There are 26 packages, labeled A to Z, and each is known to weigh some whole number of pounds in the range of 1 to 26. It is possible that two or more packages weigh the same amount.

(a) Determine the weight of each package with a two-pan balance and exactly four weights of your design.
(b) Now do it with exactly three weights.

(In reply to Using 4 weights by Lisa)

Interesting solution, although I think I came up with a simpler method.  You can completely ignore the odd numbers, and just cover the even numbered weights which can be done with weights of 2lbs., 4 lbs., 8lbs., and 16 lbs., i.e.:

If it's less than the two-pounder, you can assume the bag weighs one pound.

If it's greater than the two-pounder, but less than the four-pounder, you can assume the bag weighs three pounds.

four-pounder + two-pounder = six pounds

eight-pounder

eight-pounder + two-pounder = ten pounds

eight-pounder + four-pounder = twelve pounds

eight-pounder + four-pounder + two-pounder = fourteen pounds

sixteen-pounder

sixteen-pounder + two-pounder = eighteen pounds

sixteen-pounder + four-pounder = twenty pounds

sixteen-pounder + four-pounder + two-pounder = twenty-two pounds

sixteen-pounder + eight-pounder = twenty-four pounds

sixteen-pounder + eight-pounder + four-pounder + two-pounder = twenty-six pounds

Posted by The King on 2005-06-29 16:11:25

INFORMATION SUPPLIED
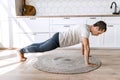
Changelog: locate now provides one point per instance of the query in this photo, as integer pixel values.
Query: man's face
(96, 31)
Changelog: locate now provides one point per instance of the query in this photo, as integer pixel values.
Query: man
(71, 37)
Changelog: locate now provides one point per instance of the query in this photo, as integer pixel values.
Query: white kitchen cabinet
(26, 39)
(30, 30)
(4, 33)
(95, 41)
(111, 36)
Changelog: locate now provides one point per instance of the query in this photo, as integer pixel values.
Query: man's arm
(86, 51)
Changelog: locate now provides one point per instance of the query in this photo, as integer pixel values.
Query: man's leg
(48, 45)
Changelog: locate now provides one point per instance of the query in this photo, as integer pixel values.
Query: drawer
(67, 20)
(61, 28)
(34, 24)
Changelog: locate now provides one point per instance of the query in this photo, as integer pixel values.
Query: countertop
(48, 16)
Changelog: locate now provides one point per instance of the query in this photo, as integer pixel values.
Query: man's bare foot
(23, 59)
(21, 56)
(91, 64)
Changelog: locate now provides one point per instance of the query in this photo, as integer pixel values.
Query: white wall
(72, 7)
(7, 12)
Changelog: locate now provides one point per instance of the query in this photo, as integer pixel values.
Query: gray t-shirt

DESCRIPTION OF THE TASK
Summarize the package-weighing puzzle thread in two sentences.

OUTPUT OF THE EXERCISE
The thread poses a puzzle in which 26 packages, labeled A to Z, each weigh a whole number of pounds from 1 to 26, and each weight must be determined with a two-pan balance and exactly four weights, then exactly three. A reply offers what it considers a simpler method than Lisa's, using weights of 2, 4, 8, and 16 pounds in combination to cover the even amounts and inferring an odd weight when a package falls between them, such as one pound when it is lighter than the two-pounder.